** BEGIN DATA RECORDS **

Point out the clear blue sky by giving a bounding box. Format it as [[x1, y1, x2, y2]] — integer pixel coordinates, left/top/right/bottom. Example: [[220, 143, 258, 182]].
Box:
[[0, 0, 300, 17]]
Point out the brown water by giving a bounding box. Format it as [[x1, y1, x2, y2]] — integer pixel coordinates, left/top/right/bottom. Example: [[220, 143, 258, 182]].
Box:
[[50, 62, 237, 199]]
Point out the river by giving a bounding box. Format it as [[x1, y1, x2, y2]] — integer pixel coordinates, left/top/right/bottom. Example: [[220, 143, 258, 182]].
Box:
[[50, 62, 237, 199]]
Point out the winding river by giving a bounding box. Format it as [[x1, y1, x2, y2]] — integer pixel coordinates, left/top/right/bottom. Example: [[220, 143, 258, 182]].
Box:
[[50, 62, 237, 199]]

** END DATA RECORDS **

# EXERCISE AIM
In the stretch from the line containing "Point out the brown" through the end of the items, swap "river" for "stream" and leave everything else unchanged. Give back only those lines.

# EXERCISE RESULT
Point out the brown water by giving a bounding box. Format it as [[x1, y1, x2, y2]] — integer pixel coordinates, left/top/right/bottom. Example: [[220, 143, 258, 182]].
Box:
[[50, 62, 237, 199]]
Point out the stream by giving a bounding box. Format it as [[x1, y1, x2, y2]] — integer pixel coordinates, left/top/right/bottom. Example: [[220, 143, 258, 182]].
Box:
[[50, 62, 237, 199]]
Point out the winding stream by giving a bounding box. Format it as [[x1, y1, x2, y2]] — integer pixel coordinates, left/top/right/bottom. Example: [[220, 143, 258, 182]].
Box:
[[50, 62, 237, 199]]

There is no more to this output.